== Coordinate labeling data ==
>> BEGIN
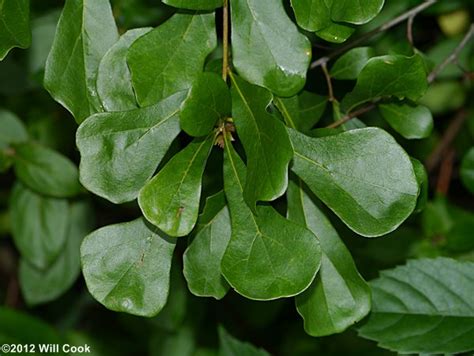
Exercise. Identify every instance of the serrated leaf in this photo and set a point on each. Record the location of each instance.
(424, 307)
(46, 171)
(40, 286)
(258, 27)
(202, 259)
(39, 225)
(86, 30)
(265, 140)
(171, 199)
(208, 101)
(351, 63)
(268, 256)
(114, 82)
(362, 175)
(127, 267)
(169, 58)
(120, 151)
(339, 297)
(409, 120)
(386, 76)
(14, 25)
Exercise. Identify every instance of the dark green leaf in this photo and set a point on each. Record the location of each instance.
(258, 30)
(114, 84)
(363, 175)
(120, 151)
(46, 171)
(265, 140)
(127, 267)
(202, 258)
(169, 58)
(424, 307)
(339, 296)
(171, 199)
(208, 101)
(39, 226)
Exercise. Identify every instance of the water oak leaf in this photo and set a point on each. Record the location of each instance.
(362, 175)
(265, 140)
(424, 307)
(86, 30)
(171, 199)
(44, 285)
(14, 25)
(46, 171)
(39, 225)
(169, 58)
(268, 257)
(127, 267)
(114, 82)
(208, 101)
(338, 297)
(202, 259)
(259, 28)
(120, 151)
(393, 75)
(409, 120)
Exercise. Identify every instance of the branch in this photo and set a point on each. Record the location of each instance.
(403, 17)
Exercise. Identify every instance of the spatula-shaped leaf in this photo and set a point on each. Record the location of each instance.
(85, 32)
(171, 199)
(258, 30)
(268, 256)
(426, 307)
(362, 175)
(265, 140)
(39, 225)
(14, 25)
(168, 59)
(46, 171)
(386, 76)
(121, 150)
(208, 100)
(114, 83)
(202, 259)
(339, 296)
(127, 267)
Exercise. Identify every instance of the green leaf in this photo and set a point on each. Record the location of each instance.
(169, 58)
(114, 83)
(230, 346)
(258, 29)
(268, 256)
(351, 63)
(171, 199)
(39, 225)
(127, 267)
(208, 101)
(195, 4)
(40, 286)
(339, 296)
(467, 170)
(409, 120)
(386, 76)
(120, 151)
(424, 307)
(362, 175)
(265, 140)
(46, 171)
(14, 25)
(85, 32)
(202, 258)
(303, 111)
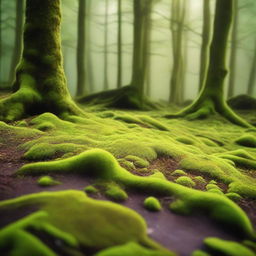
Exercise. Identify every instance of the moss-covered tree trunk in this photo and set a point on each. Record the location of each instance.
(40, 84)
(233, 53)
(18, 38)
(81, 71)
(252, 76)
(211, 98)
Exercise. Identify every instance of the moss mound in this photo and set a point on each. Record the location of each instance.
(103, 165)
(152, 204)
(66, 215)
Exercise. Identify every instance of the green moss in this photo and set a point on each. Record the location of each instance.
(153, 122)
(91, 189)
(212, 186)
(152, 204)
(138, 162)
(116, 193)
(233, 196)
(247, 140)
(47, 181)
(101, 164)
(66, 214)
(199, 179)
(178, 173)
(227, 248)
(44, 151)
(185, 181)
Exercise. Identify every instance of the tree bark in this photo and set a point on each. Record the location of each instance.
(206, 37)
(80, 58)
(40, 84)
(252, 77)
(211, 99)
(233, 53)
(18, 39)
(105, 82)
(119, 45)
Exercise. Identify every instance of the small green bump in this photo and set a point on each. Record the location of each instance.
(233, 196)
(152, 204)
(185, 181)
(47, 181)
(115, 193)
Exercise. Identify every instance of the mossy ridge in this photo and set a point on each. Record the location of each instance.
(101, 164)
(227, 248)
(122, 227)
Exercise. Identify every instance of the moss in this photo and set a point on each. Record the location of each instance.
(132, 249)
(186, 140)
(101, 164)
(199, 179)
(233, 196)
(152, 204)
(212, 186)
(200, 253)
(185, 181)
(227, 248)
(178, 173)
(44, 151)
(138, 162)
(154, 123)
(247, 141)
(66, 214)
(91, 189)
(47, 181)
(116, 193)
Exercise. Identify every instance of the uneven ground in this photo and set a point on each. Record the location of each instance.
(170, 159)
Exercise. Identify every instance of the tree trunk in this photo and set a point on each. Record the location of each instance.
(233, 53)
(252, 77)
(18, 39)
(211, 99)
(119, 45)
(80, 58)
(89, 61)
(105, 82)
(206, 37)
(40, 81)
(177, 26)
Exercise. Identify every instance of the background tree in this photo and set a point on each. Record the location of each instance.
(37, 91)
(211, 99)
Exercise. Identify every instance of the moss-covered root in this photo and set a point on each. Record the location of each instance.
(101, 164)
(202, 109)
(227, 248)
(37, 91)
(68, 214)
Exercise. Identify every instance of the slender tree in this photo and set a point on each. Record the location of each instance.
(177, 27)
(233, 53)
(81, 71)
(40, 84)
(211, 98)
(18, 38)
(206, 38)
(252, 76)
(119, 44)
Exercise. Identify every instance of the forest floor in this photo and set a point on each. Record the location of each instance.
(209, 155)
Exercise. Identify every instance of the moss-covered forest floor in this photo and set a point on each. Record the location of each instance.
(194, 175)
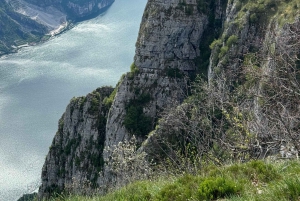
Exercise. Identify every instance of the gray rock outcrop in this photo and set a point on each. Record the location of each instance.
(75, 156)
(174, 36)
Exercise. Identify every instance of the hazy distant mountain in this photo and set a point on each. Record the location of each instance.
(23, 22)
(17, 29)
>> END
== Your instructions ==
Rewrite the records above, replacing every "Identify" with "Locate" and leaving everything else unchanged. Leave the pictures out of your answer.

== Output of the task ==
Exercise. Locate every instance of the serrated leaf in this photo and set a point on each. Record the location of each instance.
(424, 307)
(46, 171)
(40, 286)
(258, 27)
(202, 259)
(39, 225)
(86, 30)
(265, 140)
(171, 199)
(208, 101)
(351, 63)
(268, 256)
(114, 82)
(362, 175)
(127, 267)
(169, 58)
(120, 151)
(339, 297)
(409, 120)
(386, 76)
(14, 25)
Exercise. Locate every instance of the dark green leaf in this photo and set a point on each. Record the location of each instance.
(258, 30)
(114, 84)
(363, 175)
(120, 151)
(46, 171)
(265, 140)
(127, 267)
(202, 258)
(169, 58)
(424, 307)
(339, 296)
(171, 199)
(208, 101)
(39, 226)
Exercise. Locate every instance of the water oak leaf in this photo and set a point on each. Record the location of each instance.
(362, 175)
(265, 140)
(424, 307)
(86, 30)
(171, 199)
(44, 285)
(14, 25)
(46, 171)
(39, 225)
(169, 58)
(268, 257)
(127, 267)
(114, 82)
(208, 101)
(338, 297)
(202, 259)
(259, 28)
(120, 151)
(393, 75)
(409, 120)
Exercise. Locate every instance of the branch in this photo and set a point on each. Record the location of each instance.
(403, 17)
Exercise. Locate every instance of the spatula-shaped leaf in this photo and set a point on each. Record the location of each instance.
(85, 32)
(171, 199)
(258, 30)
(268, 256)
(426, 307)
(362, 175)
(265, 140)
(39, 225)
(14, 25)
(168, 59)
(46, 171)
(386, 76)
(121, 150)
(208, 100)
(114, 83)
(202, 259)
(339, 296)
(127, 267)
Exercise. Locate every instance of the green leaf in this photo and set a point on each. Record the location of each instance.
(169, 58)
(114, 83)
(230, 346)
(258, 29)
(268, 256)
(351, 63)
(171, 199)
(39, 225)
(127, 267)
(208, 101)
(195, 4)
(40, 286)
(339, 296)
(467, 170)
(409, 120)
(386, 76)
(120, 151)
(424, 307)
(362, 175)
(265, 140)
(46, 171)
(14, 25)
(85, 32)
(202, 258)
(303, 111)
Exercise. Locate every instance of the moss-covered tree trunk in this photo and set a point on each. Record the location of each instance.
(40, 84)
(233, 53)
(18, 38)
(81, 71)
(252, 76)
(211, 98)
Exercise. Locate every instance of the moss mound in this photo and set a point on each. Record the location of each instance.
(103, 165)
(152, 204)
(66, 215)
Exercise. Locate every instance of the green moss in this photo and set a point on each. Record the location of each instance.
(153, 122)
(91, 189)
(212, 186)
(152, 204)
(138, 162)
(116, 193)
(233, 196)
(247, 140)
(47, 181)
(101, 164)
(66, 214)
(199, 179)
(178, 173)
(227, 248)
(44, 151)
(185, 181)
Exercise. Locate every instance of the tree bark in this photo and set a point on each. Record the location of each instance.
(206, 37)
(80, 58)
(40, 84)
(252, 77)
(211, 99)
(233, 53)
(18, 39)
(105, 82)
(119, 45)
Exercise. Locate every instance of the small green bump in this photo and set a point on each. Record the location of each instance.
(233, 196)
(152, 204)
(185, 181)
(47, 181)
(115, 193)
Exercise. Locate every instance of the mossy ridge in this photo and set a point on each. Record the location of each instance.
(101, 164)
(227, 248)
(122, 227)
Exercise. Locate every instance of the moss in this photo and set a point on each. Record the location of each instance.
(132, 249)
(186, 140)
(101, 164)
(199, 179)
(233, 196)
(152, 204)
(212, 186)
(200, 253)
(185, 181)
(227, 248)
(178, 173)
(44, 151)
(138, 162)
(154, 123)
(247, 141)
(66, 214)
(91, 189)
(47, 181)
(116, 193)
Exercise. Locate every instance of the uneven ground in this photo and set a point on each. Record the location of each instance.
(170, 159)
Exercise. Locate every instance of the tree trunk in this photo and set a point on each. Record the location of each instance.
(233, 53)
(252, 77)
(18, 39)
(211, 99)
(119, 45)
(80, 58)
(89, 61)
(105, 82)
(206, 37)
(40, 81)
(177, 26)
Exercise. Locate every instance of the background tree in this photo and set a point on each. Record the location of each instance.
(37, 91)
(211, 99)
Exercise. Locate every instance of the moss-covered root in this photo and set a point on each. Record the location of each instance.
(101, 164)
(202, 109)
(227, 248)
(37, 91)
(68, 214)
Exercise. Locate every instance of the slender tree in this photo and set a point on each. Record the location of each instance.
(177, 27)
(233, 53)
(81, 71)
(40, 84)
(211, 98)
(18, 38)
(206, 38)
(252, 76)
(119, 44)
Exercise. Locate every instance of the forest floor in this photo and set a point on each. Record the location of each instance.
(209, 155)
Exercise. Locate every instance of the moss-covered forest floor in this photo and set a point on each. Record the location of each instance.
(194, 175)
Exercise. Locate every instance of the gray rock outcrop in this photo and set a point on each. Record the location of each instance.
(75, 156)
(174, 36)
Exercise. Locate every instance of the hazy distant mountain in this photo and set a point on each. Record the location of each instance.
(23, 22)
(17, 29)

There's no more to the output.